BRIEF:
Transcribe the listing below only from the line with "Need: one point per instance of the bird body, placed" up to and including the line with "Need: one point per instance of the woman".

DATA RECORDS:
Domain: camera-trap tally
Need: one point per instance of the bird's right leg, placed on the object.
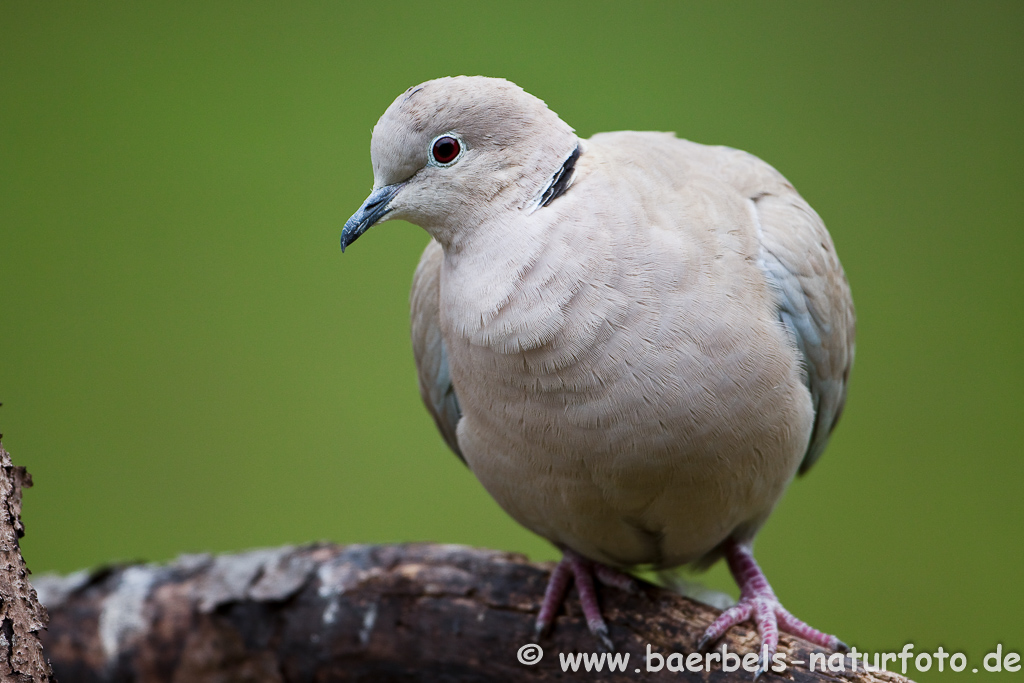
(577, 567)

---

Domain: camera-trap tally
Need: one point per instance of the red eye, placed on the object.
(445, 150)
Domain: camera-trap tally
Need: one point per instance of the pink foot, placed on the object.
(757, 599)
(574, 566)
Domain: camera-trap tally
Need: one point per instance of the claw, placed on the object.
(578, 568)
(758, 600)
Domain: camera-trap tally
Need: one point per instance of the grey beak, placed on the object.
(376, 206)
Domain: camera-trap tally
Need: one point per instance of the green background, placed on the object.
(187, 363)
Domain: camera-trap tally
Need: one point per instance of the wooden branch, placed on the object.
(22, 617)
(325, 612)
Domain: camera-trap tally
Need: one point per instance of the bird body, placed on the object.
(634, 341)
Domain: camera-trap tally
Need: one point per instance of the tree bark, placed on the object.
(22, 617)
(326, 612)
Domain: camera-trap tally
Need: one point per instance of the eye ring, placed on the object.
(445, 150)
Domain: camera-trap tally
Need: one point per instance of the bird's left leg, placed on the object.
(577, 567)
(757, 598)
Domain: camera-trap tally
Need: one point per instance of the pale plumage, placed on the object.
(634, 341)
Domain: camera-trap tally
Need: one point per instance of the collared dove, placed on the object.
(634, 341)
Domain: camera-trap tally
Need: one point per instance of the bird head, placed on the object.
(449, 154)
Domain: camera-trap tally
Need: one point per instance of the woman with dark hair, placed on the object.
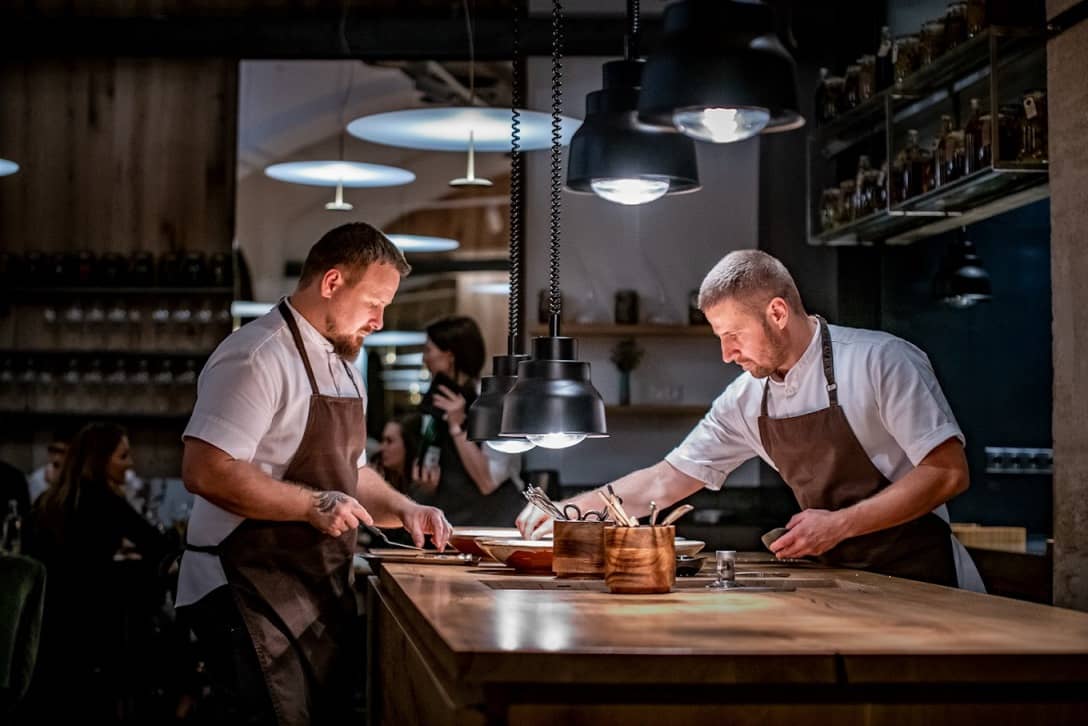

---

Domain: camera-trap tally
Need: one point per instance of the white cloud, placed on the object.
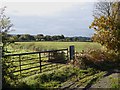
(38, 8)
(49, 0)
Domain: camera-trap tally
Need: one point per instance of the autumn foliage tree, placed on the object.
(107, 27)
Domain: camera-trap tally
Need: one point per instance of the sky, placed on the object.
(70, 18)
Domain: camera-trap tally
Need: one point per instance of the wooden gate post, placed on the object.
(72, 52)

EXERCISE OUTPUT:
Need: one point per instance of the bird body, placed on the object.
(634, 341)
Domain: camera-trap tally
Need: one point per instance of the tree bark, placed on the object.
(22, 617)
(326, 612)
Domain: camera-trap tally
Need: one point per instance of the eye ring, placed on the object.
(445, 150)
Domain: camera-trap tally
Need: one point per instance of the bird's left leg, placed on the object.
(577, 567)
(757, 598)
Domain: camera-trap tally
Need: one point per instance of the pale plumage, placed on the object.
(634, 341)
Domain: camera-trap tally
Need: one point per instance of the collared dove, placed on the object.
(634, 341)
Domain: camera-trap tally
Need: one point per instance of the bird head, placed on the object.
(449, 154)
Domain: camera-trap tally
Need: one point per instance of the woman with dark hair, placed on the object.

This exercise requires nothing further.